** Text under study **
☆ ☆ ☆ ☆ ☆ ☆ ☆

Saturday, October 5, 2013

Maureen Dowd, "Welcome to Ted Cruz’s Thunderdome": Dystopia in 2084? How About 2038?

In her latest New York Times op-ed entitled "Welcome to Ted Cruz’s Thunderdome" (http://www.nytimes.com/2013/10/06/opinion/sunday/dowd-welcome-to-ted-cruzs-thunderdome.html), Maureen Dowd paints a dystopic picture of Washington 70 years from now, destroyed by the shutdown. Drawing on imagery much akin to scenes from Will Smith's 2007 "I Am Legend," Dowd writes:

"The year is 2084, in the capital of the land formerly called North America.

The peeling columns of the Lincoln Memorial, and Abe’s majestic head, elegant hands and big feet are partially submerged in sludge. Animals that escaped from the National Zoo after zookeepers were furloughed seven decades ago migrated to the memorials, hunting for food left by tourists.

The white marble monuments are now covered in ash, Greek tragedy ruins overrun with weeds. Tea Party zombies, thrilled with the dark destruction they have wreaked on the planet, continue to maraud around the Hill, eager to chomp on humanity some more."

Describing a conversation between a "gaunt man" and a "sickly boy" concerning who was responsible for this tragedy, Dowd is quick to name the villain :

"The boy frowns. 'But Papa, didn’t the healthy Republicans realize the infected ones had lower brain functions?”

'Well, son, they knew there was something creepy about the ringleader, Ted Cruz,' the man replies. 'His face looked pinched, like a puzzle that had not been put together quite right. He was always launching into orations with a weird cadence and self-consciously throwing folksy phrases into his speeches, like ‘Let me tell ya,’ to make himself seem Texan, when he was really a Canadian.'"

Blame it all on Ted Cruz? Forgive me if I don't assign that much importance or significance to any one member of America's dysfunctional Congress.

As I have said in the past, I support universal health care, but I am also worried by America's national debt, which is now just a tad under $17 trillion, growing by the minute and unsustainable.

And as even Paul Krugman asked yesterday (see: http://jgcaesarea.blogspot.co.il/2013/10/paul-krugman-reform-turns-real-welcome.html) regarding Obamacare:

"What we still don’t know, and is crucial for the program’s longer-term success, is who will sign up. Will there be enough young, healthy enrollees to provide a favorable risk pool and keep premiums relatively low?"

☆ ☆ ☆ ☆ ☆ ☆ ☆

** Supplied data **

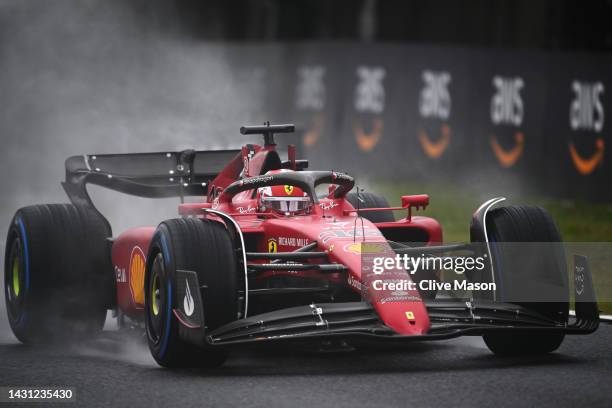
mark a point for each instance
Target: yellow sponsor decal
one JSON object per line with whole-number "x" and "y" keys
{"x": 364, "y": 247}
{"x": 137, "y": 269}
{"x": 272, "y": 245}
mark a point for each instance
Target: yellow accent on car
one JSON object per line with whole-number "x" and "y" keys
{"x": 272, "y": 245}
{"x": 16, "y": 286}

☆ ☆ ☆ ☆ ☆ ☆ ☆

** Tasks **
A – Copy the post on Maureen Dowd's shutdown column from "The peeling columns" to "left by tourists." word for word.
B – Write the next part of the post on Maureen Dowd's shutdown column, picking up after its final line.

** Answers for the tasks **
A –
The peeling columns of the Lincoln Memorial, and Abe’s majestic head, elegant hands and big feet are partially submerged in sludge. Animals that escaped from the National Zoo after zookeepers were furloughed seven decades ago migrated to the memorials, hunting for food left by tourists.

B –
Or stated otherwise: Are there enough healthy youngsters willing to pay more in order to subsidize the unfavorable risk pool, thereby preventing a fiscal disaster, i.e. Democratic Senator Max Baucus's "train wreck"?

Taken a step further, can payments from healthy youngsters ensure that Obamacare is fiscally neutral, i.e. a zero-sum game that does not contribute to massive rapid expansion of America's debt?
As posited by the non-partisan Congressional Budget Office earlier this month with regard to America's financial future (http://www.cbo.gov/publication/44521):

"Between 2009 and 2012, the federal government recorded the largest budget deficits relative to the size of the economy since 1946, causing federal debt to soar. Federal debt held by the public is now about 73 percent of the economy’s annual output, or gross domestic product (GDP). That percentage is higher than at any point in U.S. history except a brief period around World War II, and it is twice the percentage at the end of 2007. If current laws generally remained in place, federal debt held by the public would decline slightly relative to GDP over the next several years, CBO projects. After that, however, growing deficits would ultimately push debt back above its current high level. CBO projects that federal debt held by the public would reach 100 percent of GDP in 2038, 25 years from now, even without accounting for the harmful effects that growing debt would have on the economy . . . . Moreover, debt would be on an upward path relative to the size of the economy, a trend that could not be sustained indefinitely."

Yes, unless government spending is brought under control, dystopia could come to the US some 50 years earlier than the time imagined by Dowd. But in order to bring that spending under control, people need to talk to one another, a skill that was lost in the beginning of the 21st Century, when narcissism infected the land.